PROVIDED TEXT:
┌──
Release date: some time in 2015.


----------



## flavallee (May 12, 2002)

Yep. Microsoft apparently decided to skip Windows 9 and jump from Windows 8.1 to Windows 10.

People want the Start menu and some of the old look back.

-------------------------------------------------------


----------



## Ent (Apr 11, 2009)

This is a disaster! 
Only odd numbered Windows versions are ever any good. 

(No, I don't have a citation for that)


----------



## flavallee (May 12, 2002)

Windows 98SE and Windows XP and Windows 7 have been my favorites. :up:

Windows 95 and Windows ME and Windows Vista and Windows 8? :down:

----------------------------------------------------------


----------



## simr (May 13, 2013)

You might find this Forbes Article on Windows 10 interesting.


----------



## CoolBurn (Dec 5, 2013)

Have not ran any real test yet, but seems more responsive than Windows 7.

Just need to get use to scrolling left to right for app's vs up and down.


----------



## mpeet611 (Dec 16, 2013)

I read somewhere microsoft skipped windows 9 because they either didn't want any confusion between windows 9 & windows 98 or windows 9 was so good that microsoft decided to keep it for themselves.


----------



## flavallee (May 12, 2002)

I've downloaded and burned the 32-bit .ISO version to a DVD.
I may take a peek at it at a later date.
It supposedly will work until April 2015.

--------------------------------------------------------


----------



## SpywareDr (Mar 31, 2014)

ExtremeTech > Why is it called Windows 10 not Windows 9?


> When asked about Windows 10's name, Windows chief Terry Myerson and Joe Belfiore avoided a direct answer, instead joking about how "seven ate nine" and then lamely saying how the "breadth of the product family" justifies the grandiose name.
└──
EXTRACTED RECORDS:
┌──
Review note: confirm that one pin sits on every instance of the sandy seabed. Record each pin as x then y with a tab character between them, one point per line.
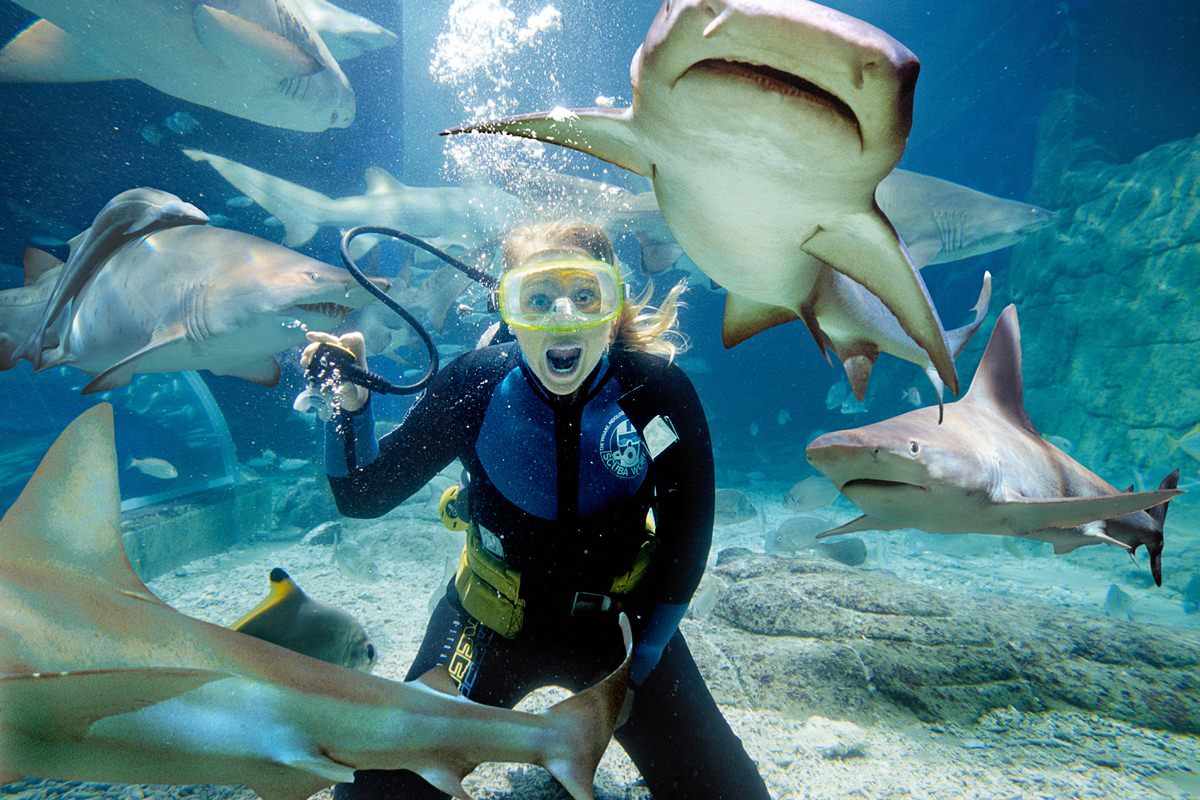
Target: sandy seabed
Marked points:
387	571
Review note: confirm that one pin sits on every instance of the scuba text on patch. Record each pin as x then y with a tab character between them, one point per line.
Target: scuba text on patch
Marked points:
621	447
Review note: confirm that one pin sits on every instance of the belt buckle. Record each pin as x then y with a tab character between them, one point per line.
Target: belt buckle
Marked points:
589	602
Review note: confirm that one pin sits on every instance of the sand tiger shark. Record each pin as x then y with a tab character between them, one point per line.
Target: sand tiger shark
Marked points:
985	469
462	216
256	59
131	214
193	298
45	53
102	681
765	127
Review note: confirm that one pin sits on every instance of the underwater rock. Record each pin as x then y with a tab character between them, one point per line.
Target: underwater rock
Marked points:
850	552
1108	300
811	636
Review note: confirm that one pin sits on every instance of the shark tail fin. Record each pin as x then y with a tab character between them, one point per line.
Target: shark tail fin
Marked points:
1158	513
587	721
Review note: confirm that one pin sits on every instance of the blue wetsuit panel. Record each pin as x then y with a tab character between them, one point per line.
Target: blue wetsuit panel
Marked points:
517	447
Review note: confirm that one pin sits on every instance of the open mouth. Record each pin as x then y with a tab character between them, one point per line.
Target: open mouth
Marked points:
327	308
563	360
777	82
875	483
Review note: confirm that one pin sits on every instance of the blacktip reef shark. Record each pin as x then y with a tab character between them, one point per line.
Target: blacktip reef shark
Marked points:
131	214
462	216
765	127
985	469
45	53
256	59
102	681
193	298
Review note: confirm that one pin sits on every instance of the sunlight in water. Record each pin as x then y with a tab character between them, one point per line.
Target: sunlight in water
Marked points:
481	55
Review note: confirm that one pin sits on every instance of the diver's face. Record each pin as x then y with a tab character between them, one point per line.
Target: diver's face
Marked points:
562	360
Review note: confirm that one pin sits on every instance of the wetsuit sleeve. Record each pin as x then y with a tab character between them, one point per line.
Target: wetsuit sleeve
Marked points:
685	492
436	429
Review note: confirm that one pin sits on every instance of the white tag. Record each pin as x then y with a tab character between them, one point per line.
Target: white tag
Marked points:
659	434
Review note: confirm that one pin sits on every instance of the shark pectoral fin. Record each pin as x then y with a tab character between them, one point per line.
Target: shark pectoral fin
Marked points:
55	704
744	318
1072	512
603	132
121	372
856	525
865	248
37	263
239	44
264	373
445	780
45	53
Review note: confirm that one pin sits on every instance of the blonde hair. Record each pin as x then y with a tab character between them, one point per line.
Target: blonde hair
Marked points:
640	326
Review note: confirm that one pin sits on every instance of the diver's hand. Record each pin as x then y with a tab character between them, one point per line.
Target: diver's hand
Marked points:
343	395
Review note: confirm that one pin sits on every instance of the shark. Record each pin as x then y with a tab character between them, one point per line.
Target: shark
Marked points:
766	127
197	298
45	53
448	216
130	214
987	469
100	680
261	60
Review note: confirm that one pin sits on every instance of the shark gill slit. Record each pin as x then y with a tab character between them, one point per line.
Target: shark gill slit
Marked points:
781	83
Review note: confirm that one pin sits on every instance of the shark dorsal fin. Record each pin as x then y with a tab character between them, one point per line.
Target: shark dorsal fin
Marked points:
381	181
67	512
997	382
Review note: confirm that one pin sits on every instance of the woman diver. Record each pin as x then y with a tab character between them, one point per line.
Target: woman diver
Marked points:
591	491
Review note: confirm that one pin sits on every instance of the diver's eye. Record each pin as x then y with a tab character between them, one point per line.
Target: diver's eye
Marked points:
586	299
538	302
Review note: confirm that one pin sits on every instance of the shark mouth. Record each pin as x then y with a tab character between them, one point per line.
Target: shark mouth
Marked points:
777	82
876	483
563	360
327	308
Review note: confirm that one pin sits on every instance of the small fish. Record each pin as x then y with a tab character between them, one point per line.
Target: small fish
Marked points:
└──
TASKS:
A - Reproduce the Windows 10 forum thread word for word, beginning at "ExtremeTech > Why" and stopping after "the grandiose name.".
B - Resume the forum thread on Windows 10, writing what comes after its last sentence.

ANSWERS FOR THE TASKS:
A -
ExtremeTech > Why is it called Windows 10 not Windows 9?


> When asked about Windows 10's name, Windows chief Terry Myerson and Joe Belfiore avoided a direct answer, instead joking about how "seven ate nine" and then lamely saying how the "breadth of the product family" justifies the grandiose name.

B -
> ...
> I've added two other alternative (conspiracy?) theories on why it might be called Windows 10 rather than Windows 9. I would take these theories with a large pinch of salt - but I've included them because they're just about feasible enough that they might actually be real.
> 
> ...


----------



## SpywareDr (Mar 31, 2014)

How to Install the Windows 10 Technical Preview Right Now (Use *Option 2* to install it in VirtualBox)

How to Make the Windows 10 Start Menu Look More Like Windows 7

How to Use Virtual Desktops in Windows 10

How to Send Feedback to Microsoft in the Windows 10 Technical Preview


----------



## Ent (Apr 11, 2009)

I prefer the simpler theory. 
It is called Windows 10 because we collectively entrust our computers, and implicitely much of our lives, to the technical ability of a company that cannot actually count.


----------



## SpywareDr (Mar 31, 2014)

Lol


----------



## TheShooter93 (Jul 10, 2008)

I've downloaded the 32-bit and 64-bit ISOs of it and will be checking it out later today. 

It looks promising -- glad they brought the Start button back. That was the sole reason I didn't jump to Windows 8/8.1 on my personal machine.

I use 8/8.1 enough at work you'd think I would be used to it, but I always go for a start button that isn't there. 

With 10, hopefully we will have the best of 7 and 8.1. :up:


----------



## CoolBurn (Dec 5, 2013)

It's called Windows 10, because it only runs for 10 minutes. Come on now!!!


----------



## SpywareDr (Mar 31, 2014)

Ah ha. An improvement.


----------



## mpeet611 (Dec 16, 2013)

Does anybody know what the hardware requirements are for windows 10 because i'm thinking of checking it out myself but i would prefer to put it on one of my old xp machines that i don't use anymore if that's possible.


----------



## mpeet611 (Dec 16, 2013)

Just found the answer to my own question on microsoft's web site. Here's the minimum system requirements they have.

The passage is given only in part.